#### PROBLEM DESCRIPTION
Return all of the entries below exactly as they are given.

── MATERIAL SUPPLIED ──

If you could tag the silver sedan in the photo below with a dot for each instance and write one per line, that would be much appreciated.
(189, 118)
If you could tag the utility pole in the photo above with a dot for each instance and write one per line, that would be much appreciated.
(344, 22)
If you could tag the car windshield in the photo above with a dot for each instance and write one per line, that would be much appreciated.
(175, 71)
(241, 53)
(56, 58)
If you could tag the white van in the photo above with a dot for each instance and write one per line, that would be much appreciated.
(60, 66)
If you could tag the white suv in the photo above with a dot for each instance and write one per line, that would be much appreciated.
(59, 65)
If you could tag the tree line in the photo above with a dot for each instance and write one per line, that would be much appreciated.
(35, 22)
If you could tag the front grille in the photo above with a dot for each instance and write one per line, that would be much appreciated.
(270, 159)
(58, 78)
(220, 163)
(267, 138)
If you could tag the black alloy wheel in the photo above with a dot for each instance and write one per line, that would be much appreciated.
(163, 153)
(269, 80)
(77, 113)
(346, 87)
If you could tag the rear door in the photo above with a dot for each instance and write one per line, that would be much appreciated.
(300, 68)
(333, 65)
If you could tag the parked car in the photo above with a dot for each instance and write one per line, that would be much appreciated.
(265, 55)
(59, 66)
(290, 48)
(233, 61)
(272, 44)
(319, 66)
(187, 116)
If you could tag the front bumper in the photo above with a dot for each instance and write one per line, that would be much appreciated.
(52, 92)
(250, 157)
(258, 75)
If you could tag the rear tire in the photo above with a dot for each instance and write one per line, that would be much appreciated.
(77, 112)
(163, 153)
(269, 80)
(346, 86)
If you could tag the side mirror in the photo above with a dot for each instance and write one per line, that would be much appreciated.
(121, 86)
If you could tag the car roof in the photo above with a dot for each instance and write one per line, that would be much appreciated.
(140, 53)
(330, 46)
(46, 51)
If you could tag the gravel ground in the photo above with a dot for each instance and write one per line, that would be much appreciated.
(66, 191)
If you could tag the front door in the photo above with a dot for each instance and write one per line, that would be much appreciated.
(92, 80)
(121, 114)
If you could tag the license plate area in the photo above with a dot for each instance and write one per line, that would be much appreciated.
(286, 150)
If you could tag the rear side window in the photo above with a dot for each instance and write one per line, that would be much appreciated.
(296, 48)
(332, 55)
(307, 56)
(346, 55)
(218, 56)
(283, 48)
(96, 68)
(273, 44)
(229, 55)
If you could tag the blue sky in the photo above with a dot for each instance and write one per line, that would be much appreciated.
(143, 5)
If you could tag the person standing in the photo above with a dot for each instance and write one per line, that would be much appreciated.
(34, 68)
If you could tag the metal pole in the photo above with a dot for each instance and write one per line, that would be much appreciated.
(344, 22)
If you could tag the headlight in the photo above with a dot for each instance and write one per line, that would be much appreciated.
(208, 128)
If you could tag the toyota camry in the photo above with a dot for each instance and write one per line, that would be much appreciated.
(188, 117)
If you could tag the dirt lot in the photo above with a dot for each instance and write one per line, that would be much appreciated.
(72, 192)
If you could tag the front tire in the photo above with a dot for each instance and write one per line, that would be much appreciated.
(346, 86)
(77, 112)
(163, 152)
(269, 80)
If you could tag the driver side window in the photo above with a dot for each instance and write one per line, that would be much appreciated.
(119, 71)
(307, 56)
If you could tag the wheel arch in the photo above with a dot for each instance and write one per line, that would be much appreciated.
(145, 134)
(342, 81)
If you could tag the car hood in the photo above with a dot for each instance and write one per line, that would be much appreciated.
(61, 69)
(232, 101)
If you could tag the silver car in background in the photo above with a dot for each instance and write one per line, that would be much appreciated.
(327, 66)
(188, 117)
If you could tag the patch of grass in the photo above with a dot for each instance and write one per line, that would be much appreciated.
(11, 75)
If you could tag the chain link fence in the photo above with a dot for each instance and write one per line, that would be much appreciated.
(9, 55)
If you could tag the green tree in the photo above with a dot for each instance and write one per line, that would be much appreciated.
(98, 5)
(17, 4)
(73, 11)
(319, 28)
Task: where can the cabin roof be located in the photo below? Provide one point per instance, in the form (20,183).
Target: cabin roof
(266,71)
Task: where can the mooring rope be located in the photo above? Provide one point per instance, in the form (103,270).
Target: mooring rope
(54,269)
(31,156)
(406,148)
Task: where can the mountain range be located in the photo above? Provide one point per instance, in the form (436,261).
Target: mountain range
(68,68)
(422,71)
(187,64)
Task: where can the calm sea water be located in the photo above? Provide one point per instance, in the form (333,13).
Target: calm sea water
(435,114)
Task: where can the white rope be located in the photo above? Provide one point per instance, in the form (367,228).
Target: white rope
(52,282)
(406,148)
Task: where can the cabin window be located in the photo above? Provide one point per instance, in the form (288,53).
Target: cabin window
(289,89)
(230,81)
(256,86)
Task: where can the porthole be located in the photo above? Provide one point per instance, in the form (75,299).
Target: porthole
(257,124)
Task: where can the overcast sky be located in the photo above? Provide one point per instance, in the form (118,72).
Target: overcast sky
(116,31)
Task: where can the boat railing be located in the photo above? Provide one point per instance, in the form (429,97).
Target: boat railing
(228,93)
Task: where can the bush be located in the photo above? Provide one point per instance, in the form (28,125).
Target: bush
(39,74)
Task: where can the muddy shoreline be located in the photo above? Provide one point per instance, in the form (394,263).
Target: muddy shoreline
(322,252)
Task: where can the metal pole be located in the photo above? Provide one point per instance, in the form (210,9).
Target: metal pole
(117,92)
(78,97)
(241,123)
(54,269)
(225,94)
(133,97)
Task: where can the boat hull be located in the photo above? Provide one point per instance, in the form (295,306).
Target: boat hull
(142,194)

───

#### TASK SOLUTION
If you could tag the silver sedan in the photo below with a dot for each instance and write one per line, that would be much appreciated.
(189, 118)
If you could tag the utility pole in the photo above with a dot for each instance and write one per line, that would be much appreciated.
(344, 22)
If you could tag the car windshield in the photo above with a dot for each instance and write one per line, that would be much appreciated.
(175, 71)
(241, 53)
(56, 58)
If you could tag the white van in the photo above with a dot for each instance and write one per line, that would be much appreciated.
(60, 66)
If you could tag the white suv in the photo above with a dot for each instance and write one per line, that would be much appreciated.
(59, 65)
If you could tag the tree line in the photo above with a dot for each instance and write one per line, that would be much appreciated.
(35, 22)
If you could tag the front grille in the photo above with a dot for each instance and write one per line, that would be much appreciated.
(270, 159)
(58, 78)
(220, 163)
(267, 138)
If you could tag the black alloy wheel in the photo above with a dot for each instance and write one per line, that would be much appreciated.
(163, 153)
(269, 80)
(77, 113)
(346, 87)
If you could tag the rear door in the photo above with a dot for each instance and write one per line, that would be much appreciated.
(300, 68)
(333, 65)
If you could tag the parked car in the photo above with a dot for each instance and write one per line, that would be much appreciated.
(265, 55)
(59, 66)
(290, 48)
(233, 61)
(272, 44)
(319, 66)
(187, 116)
If you could tag the front bumper in the photo above with a dot for each instance and write one per line, that would be much appreciated.
(52, 92)
(250, 157)
(258, 75)
If you could tag the rear tire in the photo above with a dot for each instance and write one per line, that would be much appreciated.
(77, 112)
(163, 153)
(269, 80)
(346, 86)
If you could tag the side mirror in the photo above with a dot for each instance and write one per line, that would be much appreciated.
(121, 86)
If you could tag the car roof in the photo above with a dot for each instance and write one per line, that would be much appreciated.
(140, 53)
(330, 46)
(46, 51)
If you could tag the gravel ground in the photo above with a dot for each instance and write one per line, that would be much appreciated.
(66, 191)
If you could tag the front door in the photo above with a dot for each instance and write one per line, that would be much appreciated.
(92, 80)
(121, 114)
If you could tag the license plate area in the photo above with a dot for each instance and write one per line, that would be much appreciated.
(286, 150)
If you could tag the rear side window in the photo above with a dot for each instance and write one per line, that would be much appreciated.
(296, 48)
(332, 55)
(307, 56)
(346, 55)
(218, 56)
(283, 48)
(96, 68)
(273, 44)
(229, 55)
If you could tag the blue sky in the photo above with a dot for each instance and write one per line, that would be much appreciated.
(143, 5)
If you could tag the person standing in the photo above with a dot for each instance and write one per line, that would be much appreciated.
(34, 68)
If you could tag the metal pole in the photo above with a dot for each instance and write one per line, that would be much appreciated.
(344, 22)
If you could tag the headlight in the photo above with a dot for each instance and write one per line, that would be much appreciated.
(208, 128)
If you could tag the toyota camry in the photo above with a dot for each instance and write one per line, that would be much appreciated.
(188, 117)
If you could tag the dirt lot in the photo above with a dot for each instance and write one per line, that would be much appreciated.
(72, 192)
If you could tag the front tire in the photo above with a dot for each instance and write one per line, that would be much appreciated.
(346, 86)
(77, 112)
(163, 152)
(269, 80)
If you could tag the driver side window in the photo above with a dot for each instance and write one per line, that would be much appreciated.
(119, 71)
(307, 56)
If you could tag the wheel arch in the photo above with a dot for each instance and write one per line, that would be much appreciated.
(145, 134)
(342, 81)
If you could tag the car hood in the photo above with a dot for each instance and write one per line, that would be much appreciated.
(61, 69)
(232, 101)
If you could tag the silver car in background in the photo above with a dot for each instance and write one per line, that would be much appreciated.
(327, 66)
(188, 117)
If you could tag the patch of grass in the photo above with a dot for each instance and write one per line, that would be much appreciated.
(11, 75)
If you could tag the chain link fence in the photo above with a dot for each instance and write one per line, that would be much appreciated.
(9, 55)
If you could tag the green tree in the photo above with a dot for each instance and write one per line, that would be much appreciated.
(98, 5)
(17, 4)
(73, 11)
(319, 28)
Task: where can the cabin roof be located in the photo below? Provide one point per instance, in the form (20,183).
Target: cabin roof
(266,71)
Task: where can the mooring rope be located in the photo above? Provide one point per instance, in the form (103,270).
Target: mooring rope
(54,269)
(31,156)
(406,148)
Task: where can the mountain range be located in the photo above? Provide one point per instance, in the form (436,261).
Target: mountain range
(68,68)
(422,71)
(187,64)
Task: where can the calm sea water be located in the photo above? Provide one point per instance, in the form (333,13).
Target: calm sea water
(435,114)
Task: where can the white rope be located in the photo above? Provide one point per instance, in the form (367,228).
Target: white rope
(52,282)
(406,148)
Task: where can the cabin window be located in the photo above? Provide one point per instance, in the form (288,53).
Target: cabin window
(289,89)
(230,81)
(256,86)
Task: where can the porthole be located in the photo above? Provide one point per instance, in the form (75,299).
Target: porthole
(257,124)
Task: where can the overcast sky be located in the photo above? Provide one point per instance, in the form (118,72).
Target: overcast sky
(116,31)
Task: where can the boat railing be located in the photo above? Provide one point per instance, in the form (429,97).
Target: boat railing
(228,93)
Task: where can the bush be located in the photo above? Provide one point per instance, in the form (28,125).
Target: bush
(39,74)
Task: where can the muddy shoreline be located in the photo above? Provide one point per instance, in the form (394,263).
Target: muddy shoreline
(322,252)
Task: where can the metal pole be located in the photo above? Provide one point per instance, in the form (210,9).
Target: metal pole
(117,92)
(78,97)
(241,123)
(54,269)
(225,94)
(133,97)
Task: where can the boat hull be located in the photo above? Provide one point per instance, in the form (295,306).
Target: boat hull
(142,194)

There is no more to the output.